Posts Tagged ‘Personal Injury’

One Cause of High Medical Malpractice Insurance Premiums

Tuesday, September 7th, 2010

Over the years, Americans have become used to the constant cry of proponents of tort “reform”:  medical malpractice insurance premiums are too high, they are driving the increase in medical costs, and our society thus must punish medical malpractice attorneys and deny justice to their clients to protect doctors and the public.  At first blush, it is an appealing argument – or would be, if it were true.

Our Chicago medical malpractice attorneys, however, have argued for a long time that so-called “greedy lawyers” and their clients, patients who have suffered injury or death due to the negligence of a physician or hospital, are not to blame for increased health care costs.  It is simply unjust to argue that someone who has suffered serious injury, disability, or even death due to the wrongful conduct of a careless physician should not be compensated for that injury.  Instead, we have argued, physicians, hospitals, medical boards and organizations, and medical regulatory bodies should look to themselves for the source of high malpractice insurance premiums.

Now, a new study by the University of Michigan Health System, Brigham and Women’s Hospital of Boston (funded by the Blue Cross Blue Shield of Michigan Foundation and published in the Annals of Internal Medicine) shows that we have been right all along.  Not only could incidents of medical malpractice – and thus medical malpractice insurance premiums – be reduced if physicians and hospitals took greater care and put better procedures in place to prevent accidents, but we now also know that medical malpractice claims can be greatly reduced by appropriate conduct on the part of doctors and hospitals after the malpractice has occurred.

The study, which began in 2001 and ran through 2007, looked at the effects of the simple expedient of respectful, responsible conduct after a medical mistake had occurred.  Each time a medical error occurred, whether it came to the attention of staff via voluntary reporting or patient complaint, health workers were encouraged to take a few simple steps:

•    tell the patient and/or his family that the error had occurred;
•    tell the patient and/or his family how the error was made and who made it;
•    tell the patient and/or his family what was being done to prevent the error from occurring again;
•    apologize sincerely to the patient and/or his family; and
•    offer to fairly compensate the patient and/or his family.

To most people, these simple steps seem quite obvious – these are things that we would like to believe that responsible professionals would do on their own.  Unfortunately, our Chicago medical malpractice attorneys are experienced enough to know that these steps are seldom taken, because physicians, hospitals, and insurers feel that admitting what has occurred only leaves them vulnerable to suits by the victims of their negligence.

## Record excerpts:
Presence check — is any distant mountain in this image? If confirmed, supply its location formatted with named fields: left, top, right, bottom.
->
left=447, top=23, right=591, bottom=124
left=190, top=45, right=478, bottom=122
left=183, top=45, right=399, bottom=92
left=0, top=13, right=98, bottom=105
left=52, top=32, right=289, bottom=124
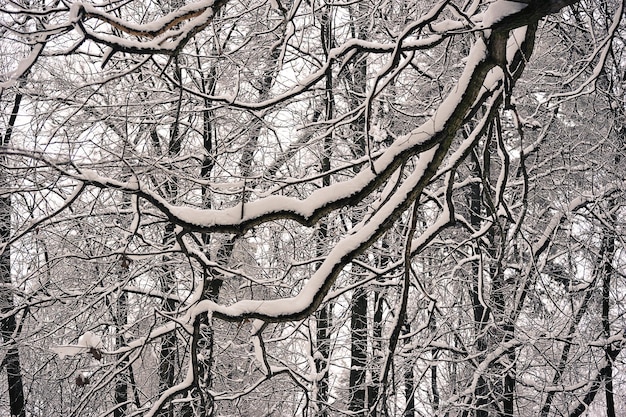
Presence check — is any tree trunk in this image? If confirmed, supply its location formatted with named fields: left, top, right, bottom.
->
left=0, top=87, right=26, bottom=417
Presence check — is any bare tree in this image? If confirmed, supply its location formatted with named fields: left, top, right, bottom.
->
left=0, top=0, right=626, bottom=416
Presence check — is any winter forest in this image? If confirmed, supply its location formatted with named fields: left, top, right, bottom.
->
left=0, top=0, right=626, bottom=417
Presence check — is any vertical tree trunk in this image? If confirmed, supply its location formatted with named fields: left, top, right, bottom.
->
left=348, top=2, right=375, bottom=416
left=0, top=88, right=26, bottom=417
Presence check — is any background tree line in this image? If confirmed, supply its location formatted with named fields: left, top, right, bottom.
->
left=0, top=0, right=626, bottom=417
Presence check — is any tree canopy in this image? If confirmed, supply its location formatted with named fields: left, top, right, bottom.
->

## Exercise prompt:
Reproduce the passage of the medical malpractice blog post from "One Cause of" to "it were true.". The listing is not used here.

## Answer to this task:
One Cause of High Medical Malpractice Insurance Premiums

Tuesday, September 7th, 2010

Over the years, Americans have become used to the constant cry of proponents of tort “reform”:  medical malpractice insurance premiums are too high, they are driving the increase in medical costs, and our society thus must punish medical malpractice attorneys and deny justice to their clients to protect doctors and the public.  At first blush, it is an appealing argument – or would be, if it were true.